__Excerto fornecido__
_ _ _ _ _
Francisco Martins Rodrigues
Segunda carta ao MLP – 2
- Luta interna no Partido
Manifestam na vossa carta preocupações quanto à nossa crítica à concepção do partido “monolítico”. Não temos dúvidas de que é uma questão vital, que precisa de um exame ponderado no espírito do leninismo e sem quaisquer concessões à social-democracia, ao trotskismo e ao anarquismo. Gostaríamos de conhecer materiais vossos sobre o assunto.
Resumidamente, dir-vos-emos que nos parece haver um abismo entre as posições expressas-por Lenine acerca da unidade e da luta interna noz partido, antes e depois da tomada do poder, e aquelas que a partir dos anos 30 foram divulgadas e postas em prática, em nome do leninismo, por Staline e pela IC. Pensamos que, ao recusar-se a reconhecer esse abismo (nesta como noutras questões) a corrente ML tomou como herança os erros e desvios e não o leninismo.
_ _ _ _ _
__Dados disponíveis__
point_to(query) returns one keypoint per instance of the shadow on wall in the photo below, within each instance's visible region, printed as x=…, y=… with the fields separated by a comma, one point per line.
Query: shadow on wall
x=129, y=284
_ _ _ _ _
__O que fazer__
Extraia integralmente o excerto da segunda carta ao MLP e reproduza-o sem qualquer alteração.

__Resultado da tarefa__
Francisco Martins Rodrigues
Segunda carta ao MLP – 2
- Luta interna no Partido
Manifestam na vossa carta preocupações quanto à nossa crítica à concepção do partido “monolítico”. Não temos dúvidas de que é uma questão vital, que precisa de um exame ponderado no espírito do leninismo e sem quaisquer concessões à social-democracia, ao trotskismo e ao anarquismo. Gostaríamos de conhecer materiais vossos sobre o assunto.
Resumidamente, dir-vos-emos que nos parece haver um abismo entre as posições expressas-por Lenine acerca da unidade e da luta interna noz partido, antes e depois da tomada do poder, e aquelas que a partir dos anos 30 foram divulgadas e postas em prática, em nome do leninismo, por Staline e pela IC. Pensamos que, ao recusar-se a reconhecer esse abismo (nesta como noutras questões) a corrente ML tomou como herança os erros e desvios e não o leninismo.